What is asked:
#1 Answer these questions using the forum thread about chlorine in a new piranha tank:
(a) What size is poe's tank?
(b) What dose of aquasafe does mason999 give?
(c) How long does Mr. Hannibal say to wait if no water conditioner is used?
#2 Continue the forum thread about chlorine in a new piranha tank from where it stops.

Page text:
▼

# How Long



## poe (Mar 9, 2004)

How long should i leave my tank before getting my baby piranhas?? Its a 29g tank ( in know i will have to upgrade) but how long till the chlorine will be gone??


----------



## The Wave (Oct 22, 2003)

http://www.piranha-fury.com/information/de....php?id=cycling


----------



## fishofury (May 10, 2003)

physco 1 said:


> http://www.piranha-fury.com/information/de....php?id=cycling


 good link


----------



## erikcooper (Feb 18, 2004)

For the chlorine put in some anti-chlorine/anti-chloramine


----------



## mason999 (Feb 16, 2004)

erikcooper said:


> For the chlorine put in some anti-chlorine/anti-chloramine

















over here we have a treatment called aquasafe makes tap water safe 5ml for every 2 gallon once treated you can put your fish in within 2 hours no problems


----------



## rbp 4 135 (Mar 2, 2004)

i would sugges in investing in some clorine nutralizer your lfs will definately have it in stock


----------



## Dr. Giggles (Oct 18, 2003)

AmQuel and Novaqua by Kordon. Almost instantaneously.


----------



## Mr. Hannibal (Feb 21, 2003)

No time if you use a water conditioner or up to 24-48h if you don´t...i highly recommend you get a water conditioner to remove chlorine, chloramine and heavy metals...!


----------



## illnino (Mar 6, 2004)

▲

Picture annotation entries:
▼

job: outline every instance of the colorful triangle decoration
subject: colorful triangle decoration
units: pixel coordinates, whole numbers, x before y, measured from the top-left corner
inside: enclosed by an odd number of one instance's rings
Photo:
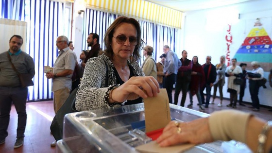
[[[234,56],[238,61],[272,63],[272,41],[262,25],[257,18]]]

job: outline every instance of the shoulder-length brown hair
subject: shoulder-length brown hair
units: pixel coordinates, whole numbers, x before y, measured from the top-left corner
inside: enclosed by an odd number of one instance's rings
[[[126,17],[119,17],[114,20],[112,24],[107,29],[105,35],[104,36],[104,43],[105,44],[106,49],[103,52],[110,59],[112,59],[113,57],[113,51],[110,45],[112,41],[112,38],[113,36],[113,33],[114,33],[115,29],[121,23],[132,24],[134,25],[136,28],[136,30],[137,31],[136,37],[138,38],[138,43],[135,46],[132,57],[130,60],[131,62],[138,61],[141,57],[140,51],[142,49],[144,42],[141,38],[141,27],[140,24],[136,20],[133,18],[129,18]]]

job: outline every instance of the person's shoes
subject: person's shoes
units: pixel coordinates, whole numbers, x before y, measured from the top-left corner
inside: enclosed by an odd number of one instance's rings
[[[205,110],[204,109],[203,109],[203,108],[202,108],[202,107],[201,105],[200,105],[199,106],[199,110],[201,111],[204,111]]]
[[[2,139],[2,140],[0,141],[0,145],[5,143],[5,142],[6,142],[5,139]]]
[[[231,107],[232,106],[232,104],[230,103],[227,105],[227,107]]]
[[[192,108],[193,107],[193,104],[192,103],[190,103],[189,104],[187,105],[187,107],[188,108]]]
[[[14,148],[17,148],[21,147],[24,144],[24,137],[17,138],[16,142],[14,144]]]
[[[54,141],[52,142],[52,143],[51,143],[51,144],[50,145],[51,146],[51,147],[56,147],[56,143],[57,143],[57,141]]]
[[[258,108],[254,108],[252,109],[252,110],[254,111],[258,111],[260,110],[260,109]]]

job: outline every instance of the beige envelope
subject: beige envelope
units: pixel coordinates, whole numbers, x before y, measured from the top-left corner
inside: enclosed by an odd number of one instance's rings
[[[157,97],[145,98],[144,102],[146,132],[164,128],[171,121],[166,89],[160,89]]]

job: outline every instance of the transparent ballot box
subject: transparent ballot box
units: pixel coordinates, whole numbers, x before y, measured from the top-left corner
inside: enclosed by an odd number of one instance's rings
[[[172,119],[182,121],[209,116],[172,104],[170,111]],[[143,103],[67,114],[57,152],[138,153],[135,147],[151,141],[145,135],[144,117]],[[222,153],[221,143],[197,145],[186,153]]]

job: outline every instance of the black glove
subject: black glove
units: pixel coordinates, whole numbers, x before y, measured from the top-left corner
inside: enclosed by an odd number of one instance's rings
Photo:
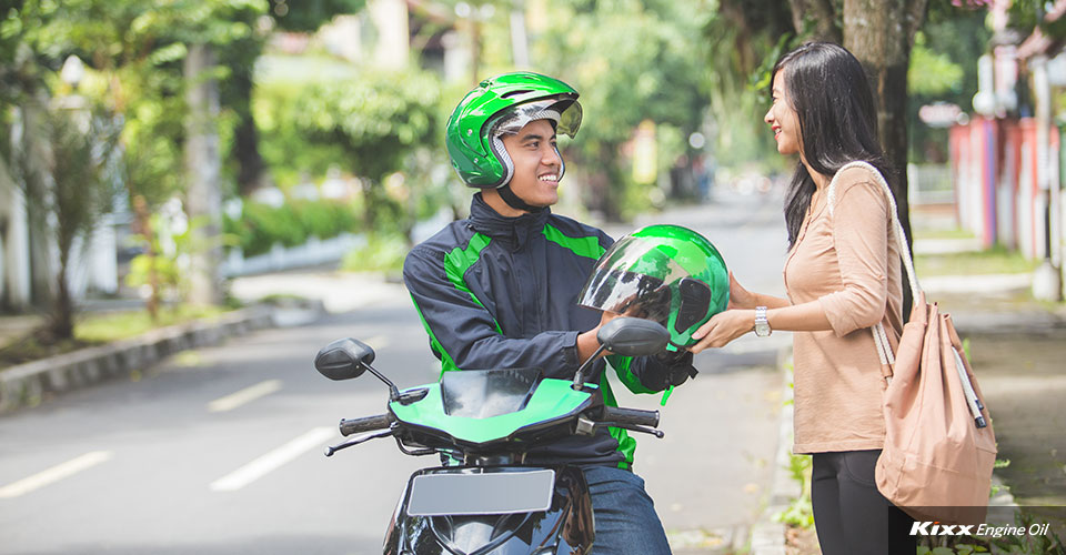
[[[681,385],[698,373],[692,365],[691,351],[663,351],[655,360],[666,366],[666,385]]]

▲
▼

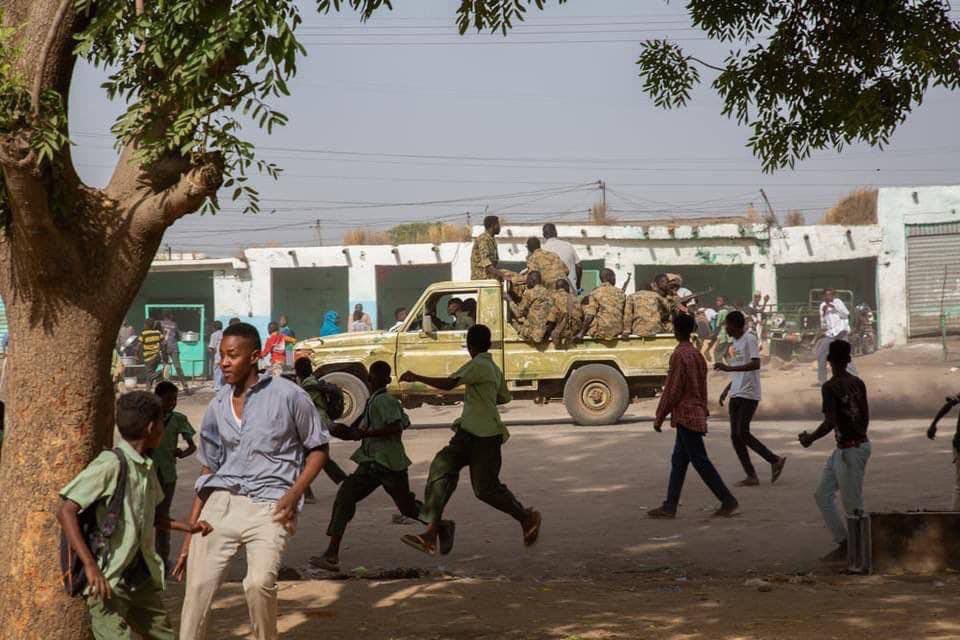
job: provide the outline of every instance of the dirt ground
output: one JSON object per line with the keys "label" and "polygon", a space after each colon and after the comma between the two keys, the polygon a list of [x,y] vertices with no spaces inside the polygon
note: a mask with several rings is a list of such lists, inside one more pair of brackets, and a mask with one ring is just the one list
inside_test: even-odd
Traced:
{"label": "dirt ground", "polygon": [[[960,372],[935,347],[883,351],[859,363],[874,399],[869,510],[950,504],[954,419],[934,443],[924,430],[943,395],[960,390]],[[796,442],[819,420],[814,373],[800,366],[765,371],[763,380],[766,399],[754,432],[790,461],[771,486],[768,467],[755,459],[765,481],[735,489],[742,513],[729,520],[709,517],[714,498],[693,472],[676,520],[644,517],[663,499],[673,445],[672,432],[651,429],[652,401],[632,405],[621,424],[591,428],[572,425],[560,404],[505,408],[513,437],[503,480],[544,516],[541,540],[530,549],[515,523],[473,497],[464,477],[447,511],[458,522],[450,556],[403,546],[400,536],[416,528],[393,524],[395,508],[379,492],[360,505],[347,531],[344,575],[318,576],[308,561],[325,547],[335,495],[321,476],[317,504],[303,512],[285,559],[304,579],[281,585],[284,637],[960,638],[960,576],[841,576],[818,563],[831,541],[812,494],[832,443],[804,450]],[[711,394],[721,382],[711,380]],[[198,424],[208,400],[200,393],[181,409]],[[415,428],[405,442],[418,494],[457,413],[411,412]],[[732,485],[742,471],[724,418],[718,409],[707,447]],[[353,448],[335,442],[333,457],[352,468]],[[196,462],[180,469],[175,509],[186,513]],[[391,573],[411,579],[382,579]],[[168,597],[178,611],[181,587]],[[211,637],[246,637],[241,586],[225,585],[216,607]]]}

▲

Answer set:
#1
(a) 29 gallons (29g).
(b) 5ml for every 2 gallons.
(c) Up to 24-48 hours.

#2
if it is a new tank and i were you, first the only liquids id put in it, would be aquasafe and water also i would cycle it with like 6 or so feeder goldfish cause they are cheap and they will do a good job. also you can put your babies in with them, they will nip at their fins untill they die and then they will eat some of it's flesh


----------



## thePACK (Jan 3, 2003)

off to mister donH forum...the mad water scientist :laugh:


----------



## DonD (Mar 11, 2004)

If the filter is running it will take 24 hours or less. Chlorine is very unstable in water and gases off extremely quickly when it is agitated. A good portion of the chlorine in your water can be gased off when refilling the tank simply by directing the fill hose across the surface. A good dechlorinator (just plain dechlor unless you have chloramines or the like) will take of the rest of it.


----------



## DonH (Jan 25, 2003)

Unlike chlorine, chloramine will not gas off... Therefore, if your water supply is being treated with chloramine, better use a water conditioner and not worry about chlorine and chloramine.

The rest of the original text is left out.